--- BEGIN ---
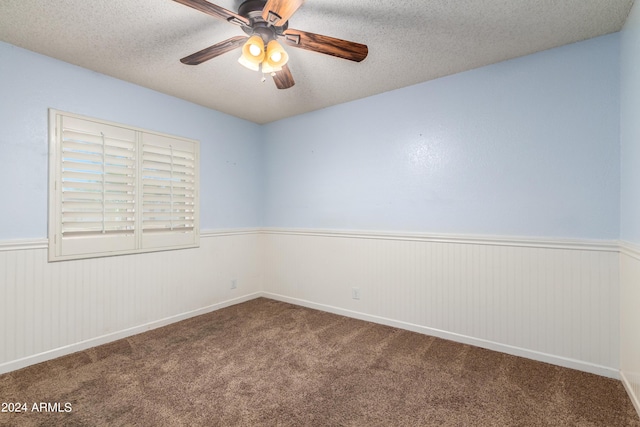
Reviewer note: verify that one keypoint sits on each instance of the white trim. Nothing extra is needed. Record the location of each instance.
(28, 244)
(629, 249)
(228, 232)
(23, 244)
(515, 351)
(531, 242)
(635, 399)
(104, 339)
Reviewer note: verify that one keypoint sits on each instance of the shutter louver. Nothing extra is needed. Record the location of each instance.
(168, 189)
(98, 183)
(117, 190)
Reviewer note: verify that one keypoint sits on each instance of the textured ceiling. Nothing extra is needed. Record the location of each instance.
(410, 41)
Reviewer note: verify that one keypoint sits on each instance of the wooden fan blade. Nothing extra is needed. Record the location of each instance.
(215, 50)
(216, 11)
(277, 12)
(327, 45)
(283, 78)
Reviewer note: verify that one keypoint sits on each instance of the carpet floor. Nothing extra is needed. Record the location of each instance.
(268, 363)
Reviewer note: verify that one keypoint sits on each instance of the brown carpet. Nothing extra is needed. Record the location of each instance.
(269, 363)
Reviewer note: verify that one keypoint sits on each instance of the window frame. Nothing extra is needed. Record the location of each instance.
(133, 211)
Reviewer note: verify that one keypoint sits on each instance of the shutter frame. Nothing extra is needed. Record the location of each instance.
(96, 189)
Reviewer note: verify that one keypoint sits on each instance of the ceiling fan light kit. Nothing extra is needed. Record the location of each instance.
(264, 21)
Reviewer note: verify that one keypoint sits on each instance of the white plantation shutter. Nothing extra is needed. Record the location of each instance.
(168, 191)
(117, 190)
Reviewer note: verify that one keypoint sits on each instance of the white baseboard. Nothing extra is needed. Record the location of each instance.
(635, 399)
(104, 339)
(515, 351)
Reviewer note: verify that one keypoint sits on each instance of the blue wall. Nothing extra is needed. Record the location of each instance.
(525, 147)
(230, 148)
(630, 128)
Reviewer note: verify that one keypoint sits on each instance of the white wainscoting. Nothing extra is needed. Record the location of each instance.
(549, 300)
(51, 309)
(630, 321)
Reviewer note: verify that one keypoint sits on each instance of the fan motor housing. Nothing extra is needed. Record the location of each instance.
(252, 10)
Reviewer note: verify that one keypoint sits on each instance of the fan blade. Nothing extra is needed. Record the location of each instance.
(216, 11)
(327, 45)
(215, 50)
(283, 78)
(277, 12)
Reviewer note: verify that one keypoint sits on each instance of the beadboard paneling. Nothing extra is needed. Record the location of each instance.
(555, 301)
(630, 321)
(51, 309)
--- END ---
To be done: Your task is to return the entries above exactly, with no pictures.

The result:
Reviewer note: verify that one keypoint sits on each instance of the white trim. Nothing extra is needed. Record the location of each instance.
(28, 244)
(629, 249)
(228, 232)
(23, 244)
(515, 351)
(531, 242)
(635, 399)
(104, 339)
Reviewer note: verify that one keypoint sits on each instance of the shutter louver. Nothing extra is needed. Record the location of each instance.
(168, 189)
(98, 183)
(117, 190)
Reviewer note: verify that one keypoint sits on each instance of the textured ceiling. Nothing extra is needed. Record the location of each instance.
(410, 41)
Reviewer note: verify that one keypoint sits on each instance of the wooden fan blade. Nothing extra is needed. Record the location of each instance.
(215, 50)
(216, 11)
(277, 12)
(327, 45)
(283, 78)
Reviewer note: verify that one keypoint sits on each instance of the carpet floor. Nothing extra is needed. Record the location of each instance.
(268, 363)
Reviewer note: verify that one keypoint sits on each instance of the brown carpet. Nothing extra is needed. Record the location of each instance.
(269, 363)
Reviewer note: verify that one keypoint sits on each instance of the window frame. Nothing extra is needed. Record the location of each instance.
(133, 211)
Reviewer note: verify that one keypoint sits on each instance of the shutter frame. Nothing extra is needed. Record the location of each instance.
(96, 189)
Reviewer note: verify that one keypoint sits on each instance of the ceiling fan light kit. Nothing extra is needed. Record the location of each instance.
(264, 21)
Reviewer note: verify that one keypoint sits on each instance of the white plantation shutter. Nothing extra is needed. Record the location of each instance.
(168, 191)
(117, 190)
Reviewer note: verify that one keypoint sits on each instance of the white baseboard. Nothing extra is needed. Record the location of each instance.
(635, 399)
(104, 339)
(515, 351)
Reviewer note: verify that one keypoint sits on each instance of the blue wall. Nothing extra is needed. Record the location of each instance.
(525, 147)
(230, 148)
(630, 128)
Reviewer note: verify that one keypoint sits on each instance of the white wainscoting. Nothing extra is needed. Record the location of each instance.
(549, 300)
(51, 309)
(630, 321)
Reviewer note: verify that one keypoint sits on each instance of the fan motor housing. Nothing extra is needed. Record the location of each instance.
(252, 10)
Reviewer note: verify that one keypoint sits on each instance of the fan blade. Nothing extra is needed. Record the location of each instance.
(216, 11)
(327, 45)
(215, 50)
(283, 78)
(277, 12)
Reviewer note: verify that one keypoint sits on each instance of the beadboard paneling. Nothing extra is needed. Record the location of each instance.
(555, 301)
(630, 321)
(51, 309)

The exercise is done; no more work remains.